◆ Work instructions: Whenever a line in the entries below contains the string "suit", copy that line.
========================================================================
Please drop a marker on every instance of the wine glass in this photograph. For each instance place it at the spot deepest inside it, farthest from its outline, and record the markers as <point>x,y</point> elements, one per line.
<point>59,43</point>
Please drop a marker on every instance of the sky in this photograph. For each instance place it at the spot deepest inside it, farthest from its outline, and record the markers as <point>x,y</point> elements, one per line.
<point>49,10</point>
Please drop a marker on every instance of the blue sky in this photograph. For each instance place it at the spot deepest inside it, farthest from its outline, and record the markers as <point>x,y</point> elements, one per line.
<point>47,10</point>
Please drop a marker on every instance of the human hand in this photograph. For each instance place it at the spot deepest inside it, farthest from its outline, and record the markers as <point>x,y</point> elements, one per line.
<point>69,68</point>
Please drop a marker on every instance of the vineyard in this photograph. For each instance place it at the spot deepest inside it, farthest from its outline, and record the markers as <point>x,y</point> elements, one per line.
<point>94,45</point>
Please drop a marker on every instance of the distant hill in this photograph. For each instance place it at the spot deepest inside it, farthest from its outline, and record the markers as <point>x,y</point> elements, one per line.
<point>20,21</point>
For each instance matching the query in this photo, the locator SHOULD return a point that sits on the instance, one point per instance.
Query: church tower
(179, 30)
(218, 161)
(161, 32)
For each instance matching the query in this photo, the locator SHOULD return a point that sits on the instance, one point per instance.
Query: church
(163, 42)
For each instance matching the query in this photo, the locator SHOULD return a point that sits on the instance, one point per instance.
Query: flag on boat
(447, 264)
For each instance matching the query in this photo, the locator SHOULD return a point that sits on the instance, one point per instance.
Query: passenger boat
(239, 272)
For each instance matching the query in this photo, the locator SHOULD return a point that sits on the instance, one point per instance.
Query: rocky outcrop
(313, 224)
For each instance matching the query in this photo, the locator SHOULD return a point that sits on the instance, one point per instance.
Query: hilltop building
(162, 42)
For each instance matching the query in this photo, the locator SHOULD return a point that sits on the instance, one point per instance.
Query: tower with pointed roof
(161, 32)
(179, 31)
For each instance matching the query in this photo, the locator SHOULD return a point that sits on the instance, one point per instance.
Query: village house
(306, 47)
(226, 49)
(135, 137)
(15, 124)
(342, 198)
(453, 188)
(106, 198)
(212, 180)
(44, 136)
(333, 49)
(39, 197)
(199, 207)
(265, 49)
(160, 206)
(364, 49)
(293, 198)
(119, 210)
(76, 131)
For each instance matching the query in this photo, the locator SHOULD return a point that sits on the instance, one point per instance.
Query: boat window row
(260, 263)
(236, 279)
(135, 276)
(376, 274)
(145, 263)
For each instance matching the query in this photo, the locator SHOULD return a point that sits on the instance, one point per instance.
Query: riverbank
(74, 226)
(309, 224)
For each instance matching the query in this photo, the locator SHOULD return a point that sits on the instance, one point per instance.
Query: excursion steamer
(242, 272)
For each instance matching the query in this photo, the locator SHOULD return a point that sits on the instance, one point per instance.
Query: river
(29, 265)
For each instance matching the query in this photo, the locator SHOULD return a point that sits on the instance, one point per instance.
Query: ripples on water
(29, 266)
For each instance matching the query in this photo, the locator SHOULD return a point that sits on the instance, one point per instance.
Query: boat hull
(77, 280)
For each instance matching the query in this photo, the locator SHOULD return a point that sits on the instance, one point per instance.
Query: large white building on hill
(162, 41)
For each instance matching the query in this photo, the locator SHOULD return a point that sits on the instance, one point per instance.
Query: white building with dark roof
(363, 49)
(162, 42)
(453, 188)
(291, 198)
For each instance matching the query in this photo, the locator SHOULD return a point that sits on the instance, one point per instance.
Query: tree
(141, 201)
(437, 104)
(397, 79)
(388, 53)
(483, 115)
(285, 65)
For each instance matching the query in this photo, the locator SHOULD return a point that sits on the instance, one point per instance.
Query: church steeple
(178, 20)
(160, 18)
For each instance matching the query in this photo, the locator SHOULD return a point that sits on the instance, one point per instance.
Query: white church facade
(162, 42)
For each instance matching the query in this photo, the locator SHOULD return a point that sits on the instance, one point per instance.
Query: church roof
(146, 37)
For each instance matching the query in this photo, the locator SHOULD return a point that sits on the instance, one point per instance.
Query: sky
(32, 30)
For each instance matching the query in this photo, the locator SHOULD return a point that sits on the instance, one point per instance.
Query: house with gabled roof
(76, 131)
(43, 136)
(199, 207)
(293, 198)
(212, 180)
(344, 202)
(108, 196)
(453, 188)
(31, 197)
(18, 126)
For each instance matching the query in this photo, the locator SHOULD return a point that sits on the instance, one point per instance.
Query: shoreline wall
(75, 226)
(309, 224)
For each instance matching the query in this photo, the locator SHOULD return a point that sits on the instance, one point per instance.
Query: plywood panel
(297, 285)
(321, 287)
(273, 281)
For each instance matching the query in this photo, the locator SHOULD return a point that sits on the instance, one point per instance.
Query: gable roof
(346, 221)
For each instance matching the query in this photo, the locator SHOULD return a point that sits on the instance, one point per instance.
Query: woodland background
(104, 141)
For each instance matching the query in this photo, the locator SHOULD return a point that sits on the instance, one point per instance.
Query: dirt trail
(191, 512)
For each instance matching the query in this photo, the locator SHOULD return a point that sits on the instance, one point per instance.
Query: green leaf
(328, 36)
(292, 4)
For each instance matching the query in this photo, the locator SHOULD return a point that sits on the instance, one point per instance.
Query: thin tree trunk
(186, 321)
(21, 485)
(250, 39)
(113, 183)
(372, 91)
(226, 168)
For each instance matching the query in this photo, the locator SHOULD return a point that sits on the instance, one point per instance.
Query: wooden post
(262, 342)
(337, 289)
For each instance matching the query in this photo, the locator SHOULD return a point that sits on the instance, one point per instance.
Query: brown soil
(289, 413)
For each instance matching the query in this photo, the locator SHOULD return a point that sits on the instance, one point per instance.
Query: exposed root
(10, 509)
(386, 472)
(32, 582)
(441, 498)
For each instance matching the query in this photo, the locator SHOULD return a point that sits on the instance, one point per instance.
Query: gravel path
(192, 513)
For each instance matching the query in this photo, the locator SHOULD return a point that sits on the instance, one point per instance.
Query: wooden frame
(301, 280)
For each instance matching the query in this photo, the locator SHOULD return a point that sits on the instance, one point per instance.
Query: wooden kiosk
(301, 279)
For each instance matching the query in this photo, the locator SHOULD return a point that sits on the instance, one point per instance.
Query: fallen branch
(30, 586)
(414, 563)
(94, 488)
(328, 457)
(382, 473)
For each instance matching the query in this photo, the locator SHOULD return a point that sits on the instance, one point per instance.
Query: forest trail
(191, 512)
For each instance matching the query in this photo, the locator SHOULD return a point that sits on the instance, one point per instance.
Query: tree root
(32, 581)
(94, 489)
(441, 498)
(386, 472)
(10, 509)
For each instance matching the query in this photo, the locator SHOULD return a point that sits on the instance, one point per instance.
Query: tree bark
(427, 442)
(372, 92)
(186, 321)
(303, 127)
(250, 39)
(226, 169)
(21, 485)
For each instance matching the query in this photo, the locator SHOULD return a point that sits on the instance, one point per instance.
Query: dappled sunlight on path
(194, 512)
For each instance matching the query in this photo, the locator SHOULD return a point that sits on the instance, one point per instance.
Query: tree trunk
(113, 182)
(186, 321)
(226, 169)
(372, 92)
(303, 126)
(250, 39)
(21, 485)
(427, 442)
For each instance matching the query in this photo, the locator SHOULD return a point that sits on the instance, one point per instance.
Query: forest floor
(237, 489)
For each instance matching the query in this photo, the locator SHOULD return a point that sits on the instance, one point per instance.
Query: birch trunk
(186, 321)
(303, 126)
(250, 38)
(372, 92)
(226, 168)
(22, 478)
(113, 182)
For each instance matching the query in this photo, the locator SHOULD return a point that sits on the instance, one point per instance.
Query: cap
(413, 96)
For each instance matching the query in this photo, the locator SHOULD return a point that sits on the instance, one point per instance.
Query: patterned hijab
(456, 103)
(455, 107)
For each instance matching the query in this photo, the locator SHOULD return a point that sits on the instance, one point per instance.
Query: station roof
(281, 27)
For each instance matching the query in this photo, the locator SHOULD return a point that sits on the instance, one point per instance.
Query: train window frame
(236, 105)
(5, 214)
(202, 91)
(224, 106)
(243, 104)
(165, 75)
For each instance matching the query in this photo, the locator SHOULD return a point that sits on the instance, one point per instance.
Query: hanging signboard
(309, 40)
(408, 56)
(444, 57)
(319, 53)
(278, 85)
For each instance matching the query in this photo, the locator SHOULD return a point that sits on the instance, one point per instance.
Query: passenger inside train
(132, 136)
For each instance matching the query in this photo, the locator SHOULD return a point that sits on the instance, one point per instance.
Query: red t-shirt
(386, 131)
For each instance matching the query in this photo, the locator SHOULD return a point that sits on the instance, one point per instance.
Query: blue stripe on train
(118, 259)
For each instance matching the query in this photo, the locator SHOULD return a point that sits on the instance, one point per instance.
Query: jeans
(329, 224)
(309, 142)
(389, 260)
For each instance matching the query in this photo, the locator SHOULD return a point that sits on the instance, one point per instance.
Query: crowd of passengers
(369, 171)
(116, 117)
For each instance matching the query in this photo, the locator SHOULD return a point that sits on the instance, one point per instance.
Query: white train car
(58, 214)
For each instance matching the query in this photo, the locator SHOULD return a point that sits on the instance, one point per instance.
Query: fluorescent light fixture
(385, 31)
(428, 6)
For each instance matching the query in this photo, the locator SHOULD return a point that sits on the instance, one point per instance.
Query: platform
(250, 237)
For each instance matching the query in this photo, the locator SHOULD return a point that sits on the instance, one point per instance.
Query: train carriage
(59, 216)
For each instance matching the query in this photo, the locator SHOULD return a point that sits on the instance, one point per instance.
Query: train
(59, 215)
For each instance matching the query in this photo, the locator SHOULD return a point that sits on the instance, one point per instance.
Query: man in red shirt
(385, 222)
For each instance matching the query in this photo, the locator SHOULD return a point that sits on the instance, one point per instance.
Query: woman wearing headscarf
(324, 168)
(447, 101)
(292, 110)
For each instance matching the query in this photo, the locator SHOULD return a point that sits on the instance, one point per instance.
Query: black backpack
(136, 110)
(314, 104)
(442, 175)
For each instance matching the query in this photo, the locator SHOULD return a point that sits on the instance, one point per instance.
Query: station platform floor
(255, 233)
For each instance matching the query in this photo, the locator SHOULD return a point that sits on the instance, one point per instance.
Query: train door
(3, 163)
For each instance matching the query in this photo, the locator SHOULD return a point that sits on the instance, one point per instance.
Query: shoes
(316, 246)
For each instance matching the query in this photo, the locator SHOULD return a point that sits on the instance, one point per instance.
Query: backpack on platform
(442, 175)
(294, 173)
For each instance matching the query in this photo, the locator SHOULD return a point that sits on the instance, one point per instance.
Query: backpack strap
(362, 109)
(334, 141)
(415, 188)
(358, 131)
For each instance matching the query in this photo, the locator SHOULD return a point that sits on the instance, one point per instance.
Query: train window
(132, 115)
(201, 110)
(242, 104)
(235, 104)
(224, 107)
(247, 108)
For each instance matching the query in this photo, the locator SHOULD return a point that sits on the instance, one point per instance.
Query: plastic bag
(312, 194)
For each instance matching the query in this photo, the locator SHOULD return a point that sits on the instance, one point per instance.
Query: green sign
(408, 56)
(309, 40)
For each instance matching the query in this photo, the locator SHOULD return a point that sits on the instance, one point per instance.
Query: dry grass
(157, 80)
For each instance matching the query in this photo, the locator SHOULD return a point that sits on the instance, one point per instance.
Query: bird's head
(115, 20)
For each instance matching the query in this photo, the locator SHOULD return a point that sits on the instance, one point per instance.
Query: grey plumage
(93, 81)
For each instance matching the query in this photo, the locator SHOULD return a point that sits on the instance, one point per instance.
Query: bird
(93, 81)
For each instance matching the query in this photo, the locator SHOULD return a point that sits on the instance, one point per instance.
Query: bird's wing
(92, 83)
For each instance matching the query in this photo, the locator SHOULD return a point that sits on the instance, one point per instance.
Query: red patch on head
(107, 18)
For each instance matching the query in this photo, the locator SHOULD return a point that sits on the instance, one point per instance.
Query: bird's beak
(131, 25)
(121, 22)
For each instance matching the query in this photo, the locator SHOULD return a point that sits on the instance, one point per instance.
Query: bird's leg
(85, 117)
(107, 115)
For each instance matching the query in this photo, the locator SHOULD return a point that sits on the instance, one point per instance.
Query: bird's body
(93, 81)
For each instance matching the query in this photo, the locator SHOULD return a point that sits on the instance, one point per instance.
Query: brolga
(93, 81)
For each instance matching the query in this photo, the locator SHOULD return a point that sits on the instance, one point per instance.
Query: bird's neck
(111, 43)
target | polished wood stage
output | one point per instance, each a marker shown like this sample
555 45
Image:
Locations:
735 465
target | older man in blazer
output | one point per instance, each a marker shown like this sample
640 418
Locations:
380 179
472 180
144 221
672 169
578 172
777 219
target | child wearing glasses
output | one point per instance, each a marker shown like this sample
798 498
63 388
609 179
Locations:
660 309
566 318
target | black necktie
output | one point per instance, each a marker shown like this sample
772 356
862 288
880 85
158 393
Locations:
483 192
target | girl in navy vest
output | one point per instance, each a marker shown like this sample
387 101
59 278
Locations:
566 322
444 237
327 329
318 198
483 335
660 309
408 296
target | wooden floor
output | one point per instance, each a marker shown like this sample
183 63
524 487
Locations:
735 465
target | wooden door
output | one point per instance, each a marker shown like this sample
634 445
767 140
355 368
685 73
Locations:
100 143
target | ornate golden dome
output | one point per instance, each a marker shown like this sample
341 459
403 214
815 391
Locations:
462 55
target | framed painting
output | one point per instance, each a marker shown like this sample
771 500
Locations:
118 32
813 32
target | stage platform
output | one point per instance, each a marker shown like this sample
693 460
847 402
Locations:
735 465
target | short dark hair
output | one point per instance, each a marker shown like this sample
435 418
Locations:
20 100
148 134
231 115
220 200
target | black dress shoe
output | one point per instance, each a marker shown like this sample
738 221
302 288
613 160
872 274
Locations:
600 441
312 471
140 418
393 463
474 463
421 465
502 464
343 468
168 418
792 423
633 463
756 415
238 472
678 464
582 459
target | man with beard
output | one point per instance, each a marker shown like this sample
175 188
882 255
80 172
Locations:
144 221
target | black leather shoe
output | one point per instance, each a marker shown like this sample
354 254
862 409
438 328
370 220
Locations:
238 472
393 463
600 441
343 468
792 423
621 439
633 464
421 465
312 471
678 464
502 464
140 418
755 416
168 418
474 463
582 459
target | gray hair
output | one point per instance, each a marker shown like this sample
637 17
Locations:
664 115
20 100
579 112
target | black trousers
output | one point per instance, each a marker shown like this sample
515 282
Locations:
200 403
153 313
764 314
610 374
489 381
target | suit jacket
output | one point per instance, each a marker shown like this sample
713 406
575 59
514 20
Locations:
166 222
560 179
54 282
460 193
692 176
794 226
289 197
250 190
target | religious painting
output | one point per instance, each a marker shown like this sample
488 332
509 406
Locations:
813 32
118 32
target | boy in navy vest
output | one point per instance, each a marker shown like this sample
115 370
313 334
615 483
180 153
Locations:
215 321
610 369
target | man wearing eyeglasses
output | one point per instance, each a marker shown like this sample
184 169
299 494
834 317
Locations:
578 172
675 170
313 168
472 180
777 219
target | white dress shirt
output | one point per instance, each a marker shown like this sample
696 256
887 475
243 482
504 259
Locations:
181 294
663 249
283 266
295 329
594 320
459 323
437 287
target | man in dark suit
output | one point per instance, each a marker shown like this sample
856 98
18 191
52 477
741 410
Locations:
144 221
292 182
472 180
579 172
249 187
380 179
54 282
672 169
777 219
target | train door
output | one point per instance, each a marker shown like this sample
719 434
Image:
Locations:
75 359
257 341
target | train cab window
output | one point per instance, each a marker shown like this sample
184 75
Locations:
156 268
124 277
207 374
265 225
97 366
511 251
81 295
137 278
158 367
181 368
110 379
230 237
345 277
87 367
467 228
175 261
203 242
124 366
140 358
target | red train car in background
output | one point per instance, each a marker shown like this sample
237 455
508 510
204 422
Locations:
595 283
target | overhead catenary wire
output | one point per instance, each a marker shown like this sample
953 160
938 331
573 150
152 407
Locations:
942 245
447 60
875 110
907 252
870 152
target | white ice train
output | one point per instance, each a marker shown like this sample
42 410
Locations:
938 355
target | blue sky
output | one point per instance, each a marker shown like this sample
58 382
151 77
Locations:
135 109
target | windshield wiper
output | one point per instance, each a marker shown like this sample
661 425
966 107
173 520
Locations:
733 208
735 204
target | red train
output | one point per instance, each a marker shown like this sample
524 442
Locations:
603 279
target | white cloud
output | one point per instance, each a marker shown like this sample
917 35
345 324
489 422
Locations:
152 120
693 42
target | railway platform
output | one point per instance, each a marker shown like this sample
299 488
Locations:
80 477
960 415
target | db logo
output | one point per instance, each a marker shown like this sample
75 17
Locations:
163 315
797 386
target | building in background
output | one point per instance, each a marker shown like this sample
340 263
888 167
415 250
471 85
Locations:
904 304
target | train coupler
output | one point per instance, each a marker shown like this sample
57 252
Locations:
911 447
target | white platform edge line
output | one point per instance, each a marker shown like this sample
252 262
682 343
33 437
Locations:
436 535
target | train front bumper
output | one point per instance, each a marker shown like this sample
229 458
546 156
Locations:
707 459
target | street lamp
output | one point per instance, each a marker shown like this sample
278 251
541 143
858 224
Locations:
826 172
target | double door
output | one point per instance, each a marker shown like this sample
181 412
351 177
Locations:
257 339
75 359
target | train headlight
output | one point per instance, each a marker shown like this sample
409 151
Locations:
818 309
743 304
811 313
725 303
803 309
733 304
========================================================================
◆ Solution to this task:
target | suit jacket
target | man in dark suit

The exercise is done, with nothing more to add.